İstenenler:
1) Ahu Aysal söyleşisine göre Kuruçeşme'deki Muhsinzade Yalısı'nın restorasyonuna ne kadar para harcandı?
2) Aşağıdaki ifadeler Ahu Aysal söyleşisiyle uyuşuyor mu? Her biri için evet ya da hayır deyin ve söyleşiden belirleyici sözleri aynen alıntılayın.
(a) Ahu Aysal ile Ünal Aysal'ın evliliği 34 yıl sürdü.
(b) Söyleşi Ahu Aysal'ın evinde yapıldı.
(c) Ünal Aysal, Galatasaray adasını kulübe bağışladı.
3) Ahu Aysal söyleşisini son cümleden sonra sürdürün.

Seçilmiş bölüm:
-- -- --
"Genç ten erkeği heyecanlandırır, bu da normal!!!" Sosyetik işkadını Ahu Aysal anlatıyor!

"Azgın teke filan diye isim takıp olayı çirkinleştirmemek lazım ama erkekler belli bir yaşa geldiğinde gençliğini kaybettiğini düşünür. Niye ihtiyaçlarını bastırayım ki?"

ŞİRİN SEVER-SABAH

Ahu Aysal, artık cemiyet hayatının yakından tanıdığı bir isim... Galatasaray'ın eski yönetim kurulu üyesi, Galatasaray adasını kulübe bağışlayan, Unit Yatırımlar Holding'in sahibi, işadamı Ünal Aysal'ın eski eşi... Kuruçeşme'deki tarihi Muhsinzade Yalısı'nı 55 milyon dolar harcayarak, restore ettirdi ve İstanbul'un en lüks, en butik oteli Les Ottomans'ı açtı. Kevin Costner'dan Al Bano'ya, Julio Iglesias'tan Daniel Day-Lewis'e kadar dünya starlarını otelinde ağırlayarak dikkatleri üzerine çekti. Bir-iki ay önce de eşiyle sürpriz bir şekilde ayrıldı. 34 yıllık evliliğin bitmesinin nedeni, Ünal Aysal'ın yeni bir aşka yelken açmasıydı. Bunu soran gazetecilere "Helal olsun ona," diye cevap veren Ahu Aysal, herkesi dumura uğrattı! Bir kadına hiç komplekssizce bunu söyleten ne olabilirdi? Sormak istedim, o muazzam otelinde buluştuk. Her söylediğiyle şaşırttı, ağzım açık kaldı. Okuyun söylediklerini; hayata bakışı ve duruşuyla sizi de şaşırtacak eminim...

- Ahu Aysal nasıl bir kadındır, kimin nesidir? Çocukluğunuzdan başlayalım mı?
-- -- --
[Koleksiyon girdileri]
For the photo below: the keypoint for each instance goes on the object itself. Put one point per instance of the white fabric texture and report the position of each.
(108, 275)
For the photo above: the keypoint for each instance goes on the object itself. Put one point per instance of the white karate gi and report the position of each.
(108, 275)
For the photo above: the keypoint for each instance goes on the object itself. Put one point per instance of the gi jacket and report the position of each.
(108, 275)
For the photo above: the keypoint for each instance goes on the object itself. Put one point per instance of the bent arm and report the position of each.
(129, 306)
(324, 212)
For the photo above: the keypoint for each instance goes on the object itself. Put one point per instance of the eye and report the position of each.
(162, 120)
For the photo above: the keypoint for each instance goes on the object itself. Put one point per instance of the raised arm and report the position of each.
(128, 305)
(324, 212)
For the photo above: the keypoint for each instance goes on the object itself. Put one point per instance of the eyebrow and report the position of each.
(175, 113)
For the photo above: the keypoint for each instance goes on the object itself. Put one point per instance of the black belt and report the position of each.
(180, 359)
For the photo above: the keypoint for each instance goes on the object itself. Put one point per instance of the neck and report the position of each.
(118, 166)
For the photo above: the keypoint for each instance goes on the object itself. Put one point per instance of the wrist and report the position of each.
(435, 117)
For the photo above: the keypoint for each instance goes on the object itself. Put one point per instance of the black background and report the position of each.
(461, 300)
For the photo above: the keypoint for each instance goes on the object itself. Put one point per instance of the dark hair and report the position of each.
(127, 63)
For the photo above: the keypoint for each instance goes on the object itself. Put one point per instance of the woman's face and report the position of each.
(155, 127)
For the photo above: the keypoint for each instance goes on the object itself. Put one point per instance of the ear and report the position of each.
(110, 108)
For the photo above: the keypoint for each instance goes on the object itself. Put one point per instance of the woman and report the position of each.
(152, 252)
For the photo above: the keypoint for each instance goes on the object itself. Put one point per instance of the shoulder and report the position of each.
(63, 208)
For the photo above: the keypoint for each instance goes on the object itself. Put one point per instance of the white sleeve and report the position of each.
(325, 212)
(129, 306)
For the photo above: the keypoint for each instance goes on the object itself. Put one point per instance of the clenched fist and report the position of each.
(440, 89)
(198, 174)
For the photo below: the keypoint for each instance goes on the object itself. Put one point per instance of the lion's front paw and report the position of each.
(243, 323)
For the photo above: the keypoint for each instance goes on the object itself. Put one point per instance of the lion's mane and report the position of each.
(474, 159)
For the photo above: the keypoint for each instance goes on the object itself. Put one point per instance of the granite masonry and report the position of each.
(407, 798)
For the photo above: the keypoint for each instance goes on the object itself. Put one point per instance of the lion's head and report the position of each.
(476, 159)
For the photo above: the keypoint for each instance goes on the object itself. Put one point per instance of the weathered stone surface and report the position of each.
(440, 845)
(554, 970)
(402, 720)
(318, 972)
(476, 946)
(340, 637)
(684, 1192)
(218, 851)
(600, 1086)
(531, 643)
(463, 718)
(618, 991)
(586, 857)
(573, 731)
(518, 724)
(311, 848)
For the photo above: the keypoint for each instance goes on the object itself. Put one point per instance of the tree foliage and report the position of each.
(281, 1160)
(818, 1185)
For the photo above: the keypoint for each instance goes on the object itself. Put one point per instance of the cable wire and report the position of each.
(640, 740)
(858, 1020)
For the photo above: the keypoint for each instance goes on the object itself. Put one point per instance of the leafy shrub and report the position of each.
-- -- --
Yanıtlar:
1) 55 milyon dolar.

2)
(a) Evet: "34 yıllık evliliğin bitmesinin nedeni, Ünal Aysal'ın yeni bir aşka yelken açmasıydı."
(b) Hayır: "o muazzam otelinde buluştuk."
(c) Evet: "Galatasaray adasını kulübe bağışlayan"

3)
- İlk önce şöyle bir şiirle başlayayım: Bahçelerde al kiraz, yoldan çekilin biraz, Ahu Hanım geliyor, ne bu eda ne bu naz... Kumrular öter hu hu, babasının tek ruhu, benim güzel yavrum, ipek gözlü kızım Ahu...

- Nedir bu?
- Babam Cerrahpaşa Tıp Fakültesi'nde nöropsikiyatri profesörüydü. Bunun yanında çok da güzel şiir yazardı. Bana yazdığı bir çuval şiir var. Üç yaşındayken bile, büyük insan muamelesi görürdüm. Karşılıklı oturur yemek yerdik ve her şeyi konuşurdu benimle. Annem ev hanımıydı, çok sevecen bir kadındı; kızdığını, kaşlarının çatıldığını hiç bilmem. Hakikaten çok mutlu bir çocukluktu...

- Babaya düşkündünüz yani?
- Evet, kız çocukları öyledir. Ünal'la 16 yaşında tanıştım, evlenmeyi düşündüğümüzde babama dedim ki, "Baba, aynı senin gibi klasik müzik dinliyor, çok güzel konuşuyor..."

- Yani babanızın özelliklerini aradınız evleneceğiniz adamda?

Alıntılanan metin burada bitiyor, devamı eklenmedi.